Data provided —

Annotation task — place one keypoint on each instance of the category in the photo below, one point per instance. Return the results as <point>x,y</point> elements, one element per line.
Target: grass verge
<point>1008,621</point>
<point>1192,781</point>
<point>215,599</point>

What is expected — Each record must be reproduced exactly, with nothing missing.

Answer box —
Annotation task — place one keypoint on each instance of the category in the photo below, one point per instance. Return the results as <point>x,y</point> elements, one element per line.
Target: grass verge
<point>1008,621</point>
<point>1192,781</point>
<point>215,599</point>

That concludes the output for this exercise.